## CONSIGNES
1. Répondez à ces questions sur l'extrait sur la relation avec Dieu :
(a) Dans quel lieu le patriarche donne-t-il son enseignement chaque semaine ?
(b) Qu'a-t-on conservé de l'oral dans la retranscription ?
(c) Quelle relation est la seule qui ne change pas mais qui dure ?
2. Prolongez l'extrait sur la relation avec Dieu à partir de sa dernière phrase.

## EXTRAIT FOURNI
.....

Dieu
et rien d'autre
Chaque
semaine, après un temps de prière, le patriarche copte orthodoxe
d'Alexandrie Shenouda III répond aux questions du peuple et donne
un enseignement devant plusieurs milliers de personnes dans sa cathédrale
du Caire. Cet article est retranscrit de ces conférences. Nous avons
gardé le style oral et le tutoiement qui rendent bien compte de
la proximité du patriarche et des fidèles égyptiens. C'est un pasteur
qui s'adresse à nous.
J'aimerais beaucoup vous parler d'un
sujet actuel : la position de Dieu dans la vie de chacun de nous.
Y a-t-il une relation entre nous et Dieu ? Quelle est la nature
de cette relation ? Quelle est sa profondeur et son étendue ? Est-elle
une relation claire ? Ou bien la passion et l'amour terrestres se
mêlent-ils avec elle ? Quelle importance donnons-nous à notre relation
avec Dieu, comparée avec les autres? Il
faut d'abord expliquer l'importance de notre relation avec Dieu.
Il existe des millions de gens dans
toutes les régions de la terre auxquels tu ne t'intéresses pas assez
pour établir avec eux une relation spéciale. Mais Dieu est le seul
être avec lequel il faut absolument rester en relation. C'est pourquoi
des privilèges uniques sont réservés à cette relation avec Lui.
Car ta relation avec Dieu est la seule
qui ne change pas mais qui dure.
Entre toi et un autre être humain que
tu rencontres, il ne peut y avoir de relation qui vous lie de façon
immuable sur cette terre ! Il est possible, et même probable, que
tu te sépares de lui sur terre, à un moment donné, que tu suives
dans la vie un chemin complètement différent du sien, et que tu
réalises qu'il s'agit d'une relation passagère. De même pour les
gens auxquels tu te mêles, il est probable que votre relation soit
limitée à un seul domaine qu'elle ne dépasse pas, et qu'elle se
termine à peine ébauchée.
Mais avec Dieu, ta relation est totale
et éternelle, elle n'est pas limitée à ta vie terrestre. Ta relation
avec Dieu comprend aussi ton éternité dans l'autre vie.

.....

## LIGNES
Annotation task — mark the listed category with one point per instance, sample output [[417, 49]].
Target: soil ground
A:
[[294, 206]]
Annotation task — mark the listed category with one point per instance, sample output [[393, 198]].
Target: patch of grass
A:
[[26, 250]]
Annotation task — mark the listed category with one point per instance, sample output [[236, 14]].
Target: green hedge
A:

.....

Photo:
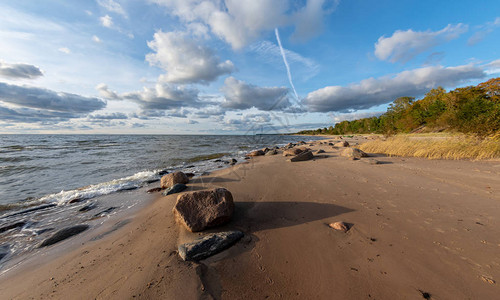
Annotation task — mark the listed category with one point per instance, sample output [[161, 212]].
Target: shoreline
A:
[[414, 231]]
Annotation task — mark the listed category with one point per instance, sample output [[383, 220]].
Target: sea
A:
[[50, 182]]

.....

## RÉPONSES DANS L'ORDRE
1.
(a) Dans sa cathédrale du Caire.
(b) Le style oral et le tutoiement.
(c) La relation avec Dieu.

2.
C'est une relation qui commence et qui
dure jusqu'en l'éternité, car Dieu qui t'a créé et prend soin de
toi a le droit de déterminer ton destin dans l'éternité et ta relation
avec lui dans l'au-delà. Bien sûr que cela diffère beaucoup de ta
relation avec les humains et les autres êtres. Même les hommes et
les anges avec lesquels tu auras une relation dans l'éternité auront
comme centre ta relation avec Dieu. C'est pourquoi examine-la, et
reconnais-la telle qu'elle est dans sa réalité pratique.
Ici je te pose quelques questions plus
en détails :
As-tu connu Dieu ? Ou bien ne le connais-tu
pas encore ? Si tu crois le connaître, quelle est la nature de cette
connaissance ? Quelle est sa profondeur ? Qui est Dieu par rapport
à toi ?
Est-ce que Dieu est une présence claire
dans ta vie ? Quel est le genre de relation qui te lie à Dieu ?
A-t-il la priorité absolue dans tes
intérêts, tes occupations et ton amour ?
Est-ce que Dieu est non seulement le
premier dans ta vie mais encore le tout ? Ou bien y a-t-il dans
ta vie une autre chose qui a de l'importance, à côté de Dieu ? Qu'est-ce
? Essayes-tu de te débarrasser de tout ce qui fait concurrence à
Dieu dans ton coeur pour qu'Il soit Lui, le seul, l'essentiel ?
Il y a des degrés dans ta relation avec
Dieu ; où en es-tu actuellement ?
Permets-moi de reprendre chaque question à part, pour la
discuter avec toi.
Connais-tu Dieu ? Quelle est la profondeur de cette connaissance ?
La question paraît étrange, car chaque
personne croit qu'elle connaît Dieu. Peut-être veut-elle simplement
dire que, selon elle, il existe un Dieu.
Nous ne voulons pas du tout de cette
connaissance superficielle, car Satan lui-même sait qu'il existe
un Dieu. Saint Jacques disait : Tu
crois que Dieu est Un ? Les démons le croient eux aussi et ils tremblent
(Jc 2, 19). Saint Jacques parle ici de la foi intellectuelle, morte,
qui est sans fruits et sans vie en Dieu...
Quelques existentialistes et matérialistes
(tels les épicuriens) reconnaissent qu'il existe un Dieu au ciel,
mais ils se moquent de cette connaissance en disant "Que Dieu
reste au ciel et qu'il nous laisse la terre pour que nous nous réjouissions".
C'est comme l'homme qui sait qu'il existe de l'électricité, sans
savoir vraiment ce que c'est, ni comment elle fonctionne, sans l'utiliser
dans sa vie. Mais nous, nous voulons arriver à une connaissance
utile et profonde dans tous les domaines.
Est-ce que tu connais Dieu par une connaissance
intellectuelle ? superficielle ? le connais-tu suffisamment ? Est-ce
que ta connaissance de Dieu trouve sa source dans les livres, les
prêches et les sermons ? Sans aucune expérience dans ta vie et dans
ton coeur ? Est-ce que tu entends parler de Dieu de la même manière
que tu entends parler de peuple qui vivent au loin, que tu n'as
ni vus ni fréquentés ? Est-ce que tu connais un Dieu qui se trouve
seulement à l'église ? Alors si tu en sors, tu ne le connaîtras
plus et tu ne le rencontreras pas !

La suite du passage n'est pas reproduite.